═════ Document segment

# Spotify Funk Recommender - Data Collection
Gather features from various Spotify playlists and associated tracks and compile into a file. This data collection is intended for use in building a song recommender based on a playlist and other similar tracks.


## Imports

In [1]:
import spotipy
from spotipy.oauth2 import SpotifyClientCredentials
import pandas as pd
import numpy as np

# Spotify Credentials
import spot_creds

# Graphing
import matplotlib.pyplot as plt

# Scikit-Learn
from sklearn.feature_extraction.text import TfidfVectorizer

clid = spot_creds.client_id
secret = spot_creds.secret

#Authentication - without user
client_credentials_manager = SpotifyClientCredentials(client_id=clid, client_secret=secret)
sp = spotipy.Spotify(client_credentials_manager = client_credentials_manager)

## Gather Data
First, find a number of Spotify funk music playlists.

* Old School Funk: https://open.spotify.com/playlist/37i9dQZF1EIfqkfSDVB2GV
* All Funked Up: https://open.spotify.com/playlist/37i9dQZF1DX4WgZiuR77Ef
* Funky Jams: https://open.spotify.com/playlist/37i9dQZF1DX6drTZKzZwSo
* Crisp: https://open.spotify.com/playlist/37i9dQZF1DXdb5FEvfgsH9
* Instrumental Funk: https://open.spotify.com/playlist/37i9dQZF1DX8f5qTGj8FYl
* Future Funk: https://open.spotify.com/playlist/37i9dQZF1DXbjGYBfEmjR5
* Nu Funk: https://open.spotify.com/playlist/37i9dQZF1DWZgauS5j6pMv
* I Love My 10s Funk: https://open.spotify.com/playlist/37i9dQZF1DX2zVOKolQSzi

In [None]:
playlist_links = {'Old School Funk':'https://open.spotify.com/playlist/37i9dQZF1EIfqkfSDVB2GV',
                 'All Funked Up':'https://open.spotify.com/playlist/37i9dQZF1DX4WgZiuR77Ef',
                 'Funky Jams':'https://open.spotify.com/playlist/37i9dQZF1DX6drTZKzZwSo',
                 'Crisp':'https://open.spotify.com/playlist/37i9dQZF1DXdb5FEvfgsH9',
                 'Instrumental Funk':'https://open.spotify.com/playlist/37i9dQZF1DX8f5qTGj8FYl',
                 'Future Funk': 'https://open.spotify.com/playlist/37i9dQZF1DXbjGYBfEmjR5',
                 'Nu Funk': 'https://open.spotify.com/playlist/37i9dQZF1DWZgauS5j6pMv',
                 'I Love My 10s Funk': 'https://open.spotify.com/playlist/37i9dQZF1DX2zVOKolQSzi', 
                 'Toms Funky Playlist': "https://open.spotify.com/playlist/7eWWLoTfmLUcD0viBP6Hr0?si=e8b0760749404749"}

In [53]:
def get_playlist_URI(playlist_link):
    """Extracts URI from playlist link"""
    playlist_URI = playlist_link.split("/")[-1].split("?")[0]
    return playlist_URI


def get_tracks(playlist_link):
    """Get the list of tracks from a Spotify playlist.

    Args:
        playlist_link: string, web-link
    Returns:
        list of track uris
    """

══════════
═════ Provided records

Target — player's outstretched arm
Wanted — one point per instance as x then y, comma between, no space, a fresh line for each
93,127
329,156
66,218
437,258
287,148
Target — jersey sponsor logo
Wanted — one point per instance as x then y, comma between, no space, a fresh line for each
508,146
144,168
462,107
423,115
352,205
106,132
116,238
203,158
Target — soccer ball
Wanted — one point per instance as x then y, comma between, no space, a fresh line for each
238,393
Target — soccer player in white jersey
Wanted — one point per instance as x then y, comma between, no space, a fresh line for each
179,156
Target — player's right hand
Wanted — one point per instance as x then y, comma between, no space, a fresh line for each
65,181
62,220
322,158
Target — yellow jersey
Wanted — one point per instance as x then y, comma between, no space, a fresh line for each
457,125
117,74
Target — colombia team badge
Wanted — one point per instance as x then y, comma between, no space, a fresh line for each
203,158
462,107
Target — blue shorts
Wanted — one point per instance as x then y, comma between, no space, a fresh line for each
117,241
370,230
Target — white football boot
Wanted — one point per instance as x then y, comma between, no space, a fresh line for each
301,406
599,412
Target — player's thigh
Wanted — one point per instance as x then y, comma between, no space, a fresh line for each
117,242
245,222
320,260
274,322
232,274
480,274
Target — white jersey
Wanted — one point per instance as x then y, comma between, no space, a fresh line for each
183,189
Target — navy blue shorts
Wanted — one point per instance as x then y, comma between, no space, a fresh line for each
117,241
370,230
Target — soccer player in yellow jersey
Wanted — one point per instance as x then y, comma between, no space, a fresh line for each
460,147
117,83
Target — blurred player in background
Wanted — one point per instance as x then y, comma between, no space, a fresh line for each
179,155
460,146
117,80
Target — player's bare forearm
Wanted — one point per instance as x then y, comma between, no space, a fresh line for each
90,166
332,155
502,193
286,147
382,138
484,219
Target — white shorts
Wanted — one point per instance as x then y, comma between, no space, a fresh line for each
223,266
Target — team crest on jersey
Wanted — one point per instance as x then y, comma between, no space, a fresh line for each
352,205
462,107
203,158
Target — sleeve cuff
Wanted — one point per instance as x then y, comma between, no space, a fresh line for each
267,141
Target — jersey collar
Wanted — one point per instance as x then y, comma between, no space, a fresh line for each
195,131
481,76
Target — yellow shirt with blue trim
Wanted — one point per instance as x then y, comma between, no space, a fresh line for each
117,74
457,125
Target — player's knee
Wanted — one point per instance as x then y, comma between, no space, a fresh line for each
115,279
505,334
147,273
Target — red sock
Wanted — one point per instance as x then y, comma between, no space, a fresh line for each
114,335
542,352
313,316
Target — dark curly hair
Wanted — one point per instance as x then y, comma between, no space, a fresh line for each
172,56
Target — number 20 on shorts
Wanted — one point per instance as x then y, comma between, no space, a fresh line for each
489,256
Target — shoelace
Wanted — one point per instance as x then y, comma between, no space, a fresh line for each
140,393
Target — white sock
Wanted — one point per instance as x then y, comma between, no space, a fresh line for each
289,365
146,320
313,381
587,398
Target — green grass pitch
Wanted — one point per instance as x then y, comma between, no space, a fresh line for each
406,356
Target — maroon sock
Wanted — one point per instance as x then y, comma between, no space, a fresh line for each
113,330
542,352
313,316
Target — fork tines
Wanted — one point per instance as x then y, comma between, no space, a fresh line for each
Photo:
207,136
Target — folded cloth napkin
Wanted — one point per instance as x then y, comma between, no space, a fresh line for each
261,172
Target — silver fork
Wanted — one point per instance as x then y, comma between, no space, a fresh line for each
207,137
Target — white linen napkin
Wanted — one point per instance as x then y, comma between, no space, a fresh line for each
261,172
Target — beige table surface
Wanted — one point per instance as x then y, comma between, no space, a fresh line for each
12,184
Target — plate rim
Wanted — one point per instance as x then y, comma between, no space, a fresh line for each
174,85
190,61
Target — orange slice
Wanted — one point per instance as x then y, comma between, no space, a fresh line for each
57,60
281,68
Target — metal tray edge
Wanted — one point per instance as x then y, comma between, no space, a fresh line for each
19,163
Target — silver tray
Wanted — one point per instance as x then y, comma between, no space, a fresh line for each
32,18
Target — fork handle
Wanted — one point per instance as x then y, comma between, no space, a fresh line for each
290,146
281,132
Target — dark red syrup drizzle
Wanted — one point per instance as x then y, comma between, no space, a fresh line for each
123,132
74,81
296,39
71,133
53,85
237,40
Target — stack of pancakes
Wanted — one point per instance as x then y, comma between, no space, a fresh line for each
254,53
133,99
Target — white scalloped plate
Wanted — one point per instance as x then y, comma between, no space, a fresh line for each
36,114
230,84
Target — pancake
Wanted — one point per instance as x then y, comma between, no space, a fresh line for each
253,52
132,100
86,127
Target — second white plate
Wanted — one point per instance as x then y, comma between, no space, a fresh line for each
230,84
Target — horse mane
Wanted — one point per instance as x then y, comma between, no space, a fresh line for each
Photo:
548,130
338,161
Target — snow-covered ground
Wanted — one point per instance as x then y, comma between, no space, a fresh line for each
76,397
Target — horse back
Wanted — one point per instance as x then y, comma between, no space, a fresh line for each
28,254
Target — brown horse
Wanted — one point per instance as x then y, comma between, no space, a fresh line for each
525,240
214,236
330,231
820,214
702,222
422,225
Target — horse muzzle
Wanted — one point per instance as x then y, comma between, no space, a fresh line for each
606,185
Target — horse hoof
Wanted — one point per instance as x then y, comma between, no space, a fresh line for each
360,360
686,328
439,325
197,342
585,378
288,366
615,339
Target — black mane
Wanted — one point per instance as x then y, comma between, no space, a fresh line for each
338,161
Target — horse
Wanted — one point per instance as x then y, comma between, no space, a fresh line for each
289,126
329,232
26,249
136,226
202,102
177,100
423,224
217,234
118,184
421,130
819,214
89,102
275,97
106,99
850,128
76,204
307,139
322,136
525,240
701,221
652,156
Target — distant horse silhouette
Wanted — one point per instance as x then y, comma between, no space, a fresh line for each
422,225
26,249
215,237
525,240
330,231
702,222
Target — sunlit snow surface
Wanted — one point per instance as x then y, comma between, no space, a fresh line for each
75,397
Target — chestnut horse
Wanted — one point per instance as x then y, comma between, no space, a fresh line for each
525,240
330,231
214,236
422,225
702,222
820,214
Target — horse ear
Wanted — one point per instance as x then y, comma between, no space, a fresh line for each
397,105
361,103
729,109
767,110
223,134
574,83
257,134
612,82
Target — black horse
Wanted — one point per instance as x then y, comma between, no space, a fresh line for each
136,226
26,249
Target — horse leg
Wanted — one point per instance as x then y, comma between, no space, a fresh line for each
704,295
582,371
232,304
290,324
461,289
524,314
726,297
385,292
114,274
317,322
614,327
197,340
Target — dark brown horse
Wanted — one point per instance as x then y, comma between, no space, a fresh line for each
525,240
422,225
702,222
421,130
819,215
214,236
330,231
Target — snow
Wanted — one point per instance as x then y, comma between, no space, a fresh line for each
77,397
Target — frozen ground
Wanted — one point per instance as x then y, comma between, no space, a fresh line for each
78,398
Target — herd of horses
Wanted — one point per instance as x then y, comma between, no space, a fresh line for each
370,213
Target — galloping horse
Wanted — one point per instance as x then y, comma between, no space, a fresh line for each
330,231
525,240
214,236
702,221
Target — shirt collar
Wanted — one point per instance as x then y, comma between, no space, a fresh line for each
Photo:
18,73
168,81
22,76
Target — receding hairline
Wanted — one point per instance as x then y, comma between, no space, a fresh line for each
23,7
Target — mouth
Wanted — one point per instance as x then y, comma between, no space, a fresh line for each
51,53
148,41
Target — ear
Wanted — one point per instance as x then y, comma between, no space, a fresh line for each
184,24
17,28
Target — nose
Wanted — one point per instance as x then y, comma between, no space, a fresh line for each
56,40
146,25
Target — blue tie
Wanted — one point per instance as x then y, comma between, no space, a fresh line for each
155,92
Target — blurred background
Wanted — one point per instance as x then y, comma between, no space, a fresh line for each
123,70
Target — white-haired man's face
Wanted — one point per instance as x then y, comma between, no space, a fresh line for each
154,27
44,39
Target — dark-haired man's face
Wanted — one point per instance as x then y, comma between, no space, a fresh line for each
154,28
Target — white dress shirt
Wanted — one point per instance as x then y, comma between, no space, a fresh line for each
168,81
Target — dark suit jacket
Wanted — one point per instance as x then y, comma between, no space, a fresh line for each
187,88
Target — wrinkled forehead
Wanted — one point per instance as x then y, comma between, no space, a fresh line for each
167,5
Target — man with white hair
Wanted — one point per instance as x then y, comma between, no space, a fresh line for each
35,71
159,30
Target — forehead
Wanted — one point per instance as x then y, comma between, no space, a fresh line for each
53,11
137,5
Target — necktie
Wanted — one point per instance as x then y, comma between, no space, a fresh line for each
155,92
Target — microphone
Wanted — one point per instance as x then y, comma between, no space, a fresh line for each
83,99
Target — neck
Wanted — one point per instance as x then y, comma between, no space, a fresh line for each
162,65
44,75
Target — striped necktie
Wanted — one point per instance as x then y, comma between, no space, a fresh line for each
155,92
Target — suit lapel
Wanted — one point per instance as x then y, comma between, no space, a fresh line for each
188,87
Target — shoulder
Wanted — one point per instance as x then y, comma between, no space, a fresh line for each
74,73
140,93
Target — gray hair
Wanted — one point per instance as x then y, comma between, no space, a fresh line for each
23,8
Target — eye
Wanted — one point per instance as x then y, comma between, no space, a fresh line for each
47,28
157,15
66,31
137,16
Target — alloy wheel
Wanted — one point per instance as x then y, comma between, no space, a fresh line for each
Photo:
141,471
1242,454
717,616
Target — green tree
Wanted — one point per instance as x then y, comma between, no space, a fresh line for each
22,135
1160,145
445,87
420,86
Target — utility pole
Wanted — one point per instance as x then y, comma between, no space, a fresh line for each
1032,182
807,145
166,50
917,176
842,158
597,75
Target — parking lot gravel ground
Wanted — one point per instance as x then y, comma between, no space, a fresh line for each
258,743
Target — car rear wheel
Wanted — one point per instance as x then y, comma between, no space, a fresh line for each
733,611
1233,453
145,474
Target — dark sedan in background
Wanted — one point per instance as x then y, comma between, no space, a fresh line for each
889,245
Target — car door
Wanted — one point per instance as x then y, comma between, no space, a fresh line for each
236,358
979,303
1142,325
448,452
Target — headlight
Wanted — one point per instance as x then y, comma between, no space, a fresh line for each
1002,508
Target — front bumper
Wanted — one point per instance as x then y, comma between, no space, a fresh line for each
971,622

══════════

#### What this exercise asks:
[1] Output the passage of the Spotify funk notebook starting with "clid = spot_creds.client_id" and going on through "funk music playlists.".
[2] Translate this sentence from the Spotify funk notebook into French: "This data collection is intended for use in building a song recommender based on a playlist and other similar tracks."
[3] Resume the Spotify funk notebook from the point where it stops.
The records have nothing to do with the Spotify funk notebook.

#### Answers in order:
[1]
clid = spot_creds.client_id
secret = spot_creds.secret

#Authentication - without user
client_credentials_manager = SpotifyClientCredentials(client_id=clid, client_secret=secret)
sp = spotipy.Spotify(client_credentials_manager = client_credentials_manager)

## Gather Data
First, find a number of Spotify funk music playlists.

[2] Cette collecte de données est destinée à servir à la construction d'un système de recommandation de chansons fondé sur une playlist et d'autres morceaux similaires.

[3]
    playlist_URI = get_playlist_URI(playlist_Link)
    track_uris = [x["track"]["uri"] for x in sp.playlist_tracks(playlist_URI)["items"]]
    return track_uris

def extract_audio_feat(track_uri, track_dict):
    """Extracts audio features for each track_uri and adds them to the track_dict.

    Args:
        track_uri: Spotify track URI
        track_dict: dictionary of track metadata
    Returns:
        track_dict: updated with audio features
    """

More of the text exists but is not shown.